[Start Listed records]

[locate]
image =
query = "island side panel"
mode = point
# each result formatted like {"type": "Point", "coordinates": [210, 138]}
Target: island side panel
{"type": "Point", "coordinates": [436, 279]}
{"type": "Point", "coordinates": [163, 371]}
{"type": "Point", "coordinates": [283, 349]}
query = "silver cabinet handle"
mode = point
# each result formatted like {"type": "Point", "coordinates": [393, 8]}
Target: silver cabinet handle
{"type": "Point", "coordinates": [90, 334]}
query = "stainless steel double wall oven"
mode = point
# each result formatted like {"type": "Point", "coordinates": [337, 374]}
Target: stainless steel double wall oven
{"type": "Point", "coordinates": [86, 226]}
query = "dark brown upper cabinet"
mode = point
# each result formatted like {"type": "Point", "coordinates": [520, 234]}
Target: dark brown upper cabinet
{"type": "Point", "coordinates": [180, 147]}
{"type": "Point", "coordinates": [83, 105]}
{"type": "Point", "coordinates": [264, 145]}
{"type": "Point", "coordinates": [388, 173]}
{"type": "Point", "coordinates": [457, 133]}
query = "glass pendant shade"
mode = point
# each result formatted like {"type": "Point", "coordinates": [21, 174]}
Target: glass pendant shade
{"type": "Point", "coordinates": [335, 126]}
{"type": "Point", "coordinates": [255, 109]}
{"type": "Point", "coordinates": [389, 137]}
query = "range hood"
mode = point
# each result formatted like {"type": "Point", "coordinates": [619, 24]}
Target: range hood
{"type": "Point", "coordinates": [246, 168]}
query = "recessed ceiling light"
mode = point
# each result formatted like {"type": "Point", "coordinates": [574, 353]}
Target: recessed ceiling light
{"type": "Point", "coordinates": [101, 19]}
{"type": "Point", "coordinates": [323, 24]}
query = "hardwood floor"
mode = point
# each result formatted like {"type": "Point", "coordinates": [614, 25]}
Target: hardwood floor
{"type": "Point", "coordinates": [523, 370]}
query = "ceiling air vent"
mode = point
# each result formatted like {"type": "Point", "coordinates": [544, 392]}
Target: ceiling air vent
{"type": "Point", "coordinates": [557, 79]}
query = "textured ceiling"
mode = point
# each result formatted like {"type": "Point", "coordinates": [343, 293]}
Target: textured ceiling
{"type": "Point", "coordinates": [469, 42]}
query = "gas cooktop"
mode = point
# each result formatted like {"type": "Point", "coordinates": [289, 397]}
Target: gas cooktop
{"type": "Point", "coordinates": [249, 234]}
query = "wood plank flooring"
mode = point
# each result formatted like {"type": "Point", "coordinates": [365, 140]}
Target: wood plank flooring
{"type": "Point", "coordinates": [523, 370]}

[End Listed records]

Problem details
Write out every entry word for word.

Task answer
[locate]
image =
query = "island side panel"
mode = point
# each result formatted like {"type": "Point", "coordinates": [210, 138]}
Target: island side panel
{"type": "Point", "coordinates": [436, 279]}
{"type": "Point", "coordinates": [163, 371]}
{"type": "Point", "coordinates": [283, 349]}
query = "silver cabinet handle"
mode = point
# each result formatted like {"type": "Point", "coordinates": [393, 8]}
Target: silver cabinet handle
{"type": "Point", "coordinates": [90, 334]}
query = "stainless steel double wall oven"
mode = point
# each result formatted like {"type": "Point", "coordinates": [337, 374]}
Target: stainless steel double wall oven
{"type": "Point", "coordinates": [86, 226]}
query = "dark brown upper cabinet"
mode = point
# each result formatted like {"type": "Point", "coordinates": [520, 234]}
Target: dark brown upper cabinet
{"type": "Point", "coordinates": [180, 147]}
{"type": "Point", "coordinates": [83, 105]}
{"type": "Point", "coordinates": [264, 145]}
{"type": "Point", "coordinates": [388, 173]}
{"type": "Point", "coordinates": [457, 133]}
query = "glass pendant shade"
mode = point
# each result formatted like {"type": "Point", "coordinates": [21, 174]}
Target: glass pendant shade
{"type": "Point", "coordinates": [335, 126]}
{"type": "Point", "coordinates": [255, 109]}
{"type": "Point", "coordinates": [389, 137]}
query = "range hood"
mode = point
# each result formatted like {"type": "Point", "coordinates": [619, 24]}
Target: range hood
{"type": "Point", "coordinates": [246, 168]}
query = "recessed ceiling light"
mode = point
# each result formatted like {"type": "Point", "coordinates": [574, 353]}
Target: recessed ceiling light
{"type": "Point", "coordinates": [101, 19]}
{"type": "Point", "coordinates": [323, 24]}
query = "hardwood floor"
mode = point
# each result formatted like {"type": "Point", "coordinates": [614, 25]}
Target: hardwood floor
{"type": "Point", "coordinates": [523, 370]}
query = "ceiling air vent"
mode = point
# each result formatted like {"type": "Point", "coordinates": [544, 392]}
Target: ceiling air vent
{"type": "Point", "coordinates": [557, 79]}
query = "textured ceiling"
mode = point
# each result formatted like {"type": "Point", "coordinates": [343, 293]}
Target: textured ceiling
{"type": "Point", "coordinates": [469, 42]}
query = "gas cooktop"
mode = point
# each result formatted like {"type": "Point", "coordinates": [289, 397]}
Target: gas cooktop
{"type": "Point", "coordinates": [249, 234]}
query = "wood plank flooring"
mode = point
# each result formatted like {"type": "Point", "coordinates": [365, 140]}
Target: wood plank flooring
{"type": "Point", "coordinates": [523, 370]}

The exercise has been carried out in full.